- TRECHO APRESENTADO
##############################
Essa geração compreendia pessoas que tinham terminado cursos básicos das antigas escolas industriais, outros tinham mesmo terminado os institutos comerciais e industriais (existiam dois institutos industrial em Luanda e no Huambo e dois institutos comercial em Luanda e no Lubango), que eram cursos médios, mas com elevadas valências profissionais. Poucos dessa geração haviam tido experiência de administrar empresas no período colonial. Sem esquecer que as empresas confiscadas ou nacionalizadas eram predominantemente empresas privadas familiares. Por conseguinte, administradas pelos seus proprietários. Portanto, é natural que não esteja impregnada na nossa cultura a prática de governação das sociedades, para além de que a dimensão e o estádio de desenvolvimento corporativo não requeria a separação entre a gestão e o dono do capital na época.
##############################
- Excerto de um conjunto de dados
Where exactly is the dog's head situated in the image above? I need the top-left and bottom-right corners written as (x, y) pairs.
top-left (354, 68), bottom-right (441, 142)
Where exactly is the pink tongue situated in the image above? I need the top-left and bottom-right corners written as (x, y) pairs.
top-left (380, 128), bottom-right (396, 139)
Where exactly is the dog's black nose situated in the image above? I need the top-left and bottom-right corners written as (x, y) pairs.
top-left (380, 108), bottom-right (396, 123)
##############################
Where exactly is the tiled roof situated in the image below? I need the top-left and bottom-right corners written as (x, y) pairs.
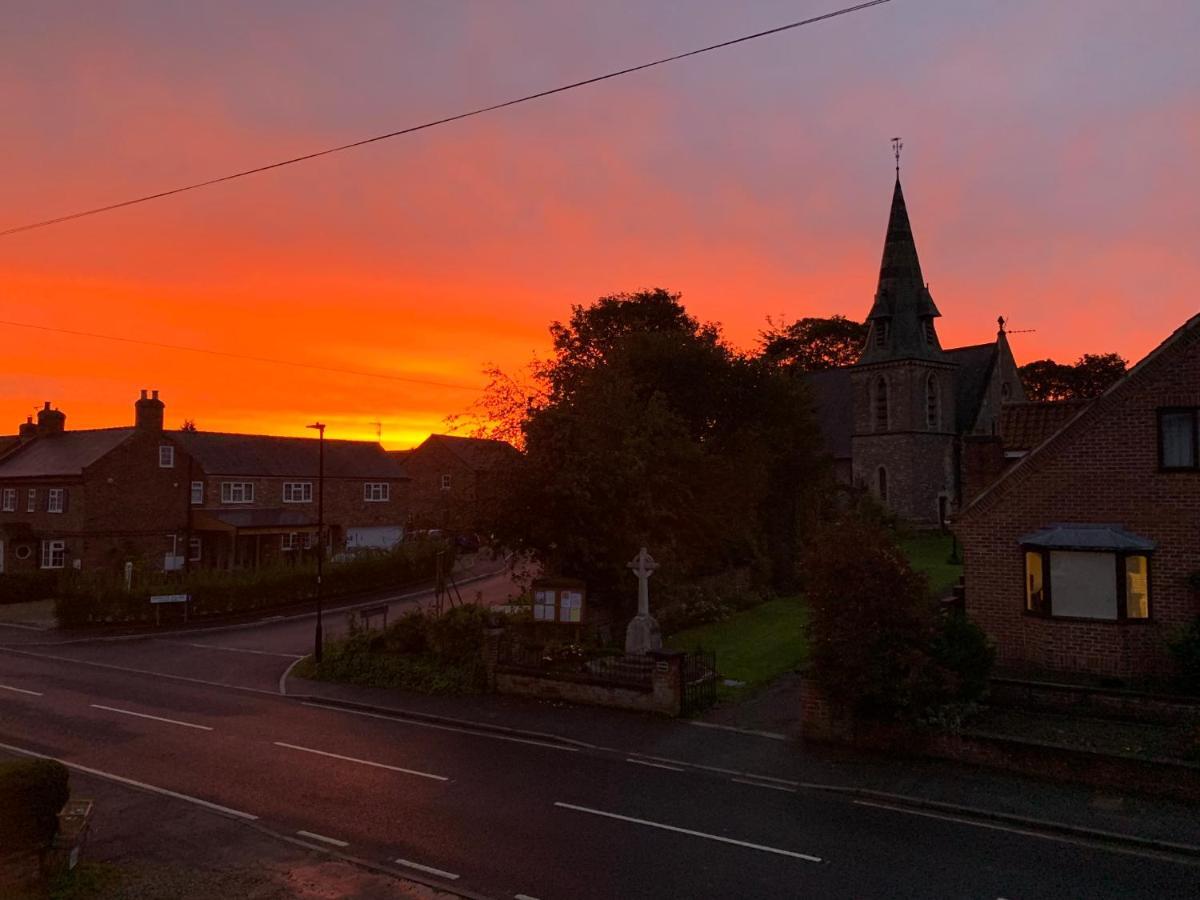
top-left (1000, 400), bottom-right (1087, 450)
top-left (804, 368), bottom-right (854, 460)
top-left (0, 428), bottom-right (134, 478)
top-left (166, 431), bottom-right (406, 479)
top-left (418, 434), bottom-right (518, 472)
##############################
- TAREFAS ESCRITAS
- 1) Enumere as cidades onde, segundo o trecho sobre a gestão das empresas, existiam institutos industriais ou comerciais.
- 2) Copie do trecho sobre a gestão das empresas tudo o que vai desde "Essa geração compreendia" até "capital na época.".
Para responder, baseie-se somente no trecho sobre a gestão das empresas.

- RESULTADOS POR ORDEM
- 1) Luanda, Huambo e Lubango.

- 2)
Essa geração compreendia pessoas que tinham terminado cursos básicos das antigas escolas industriais, outros tinham mesmo terminado os institutos comerciais e industriais (existiam dois institutos industrial em Luanda e no Huambo e dois institutos comercial em Luanda e no Lubango), que eram cursos médios, mas com elevadas valências profissionais. Poucos dessa geração haviam tido experiência de administrar empresas no período colonial. Sem esquecer que as empresas confiscadas ou nacionalizadas eram predominantemente empresas privadas familiares. Por conseguinte, administradas pelos seus proprietários. Portanto, é natural que não esteja impregnada na nossa cultura a prática de governação das sociedades, para além de que a dimensão e o estádio de desenvolvimento corporativo não requeria a separação entre a gestão e o dono do capital na época.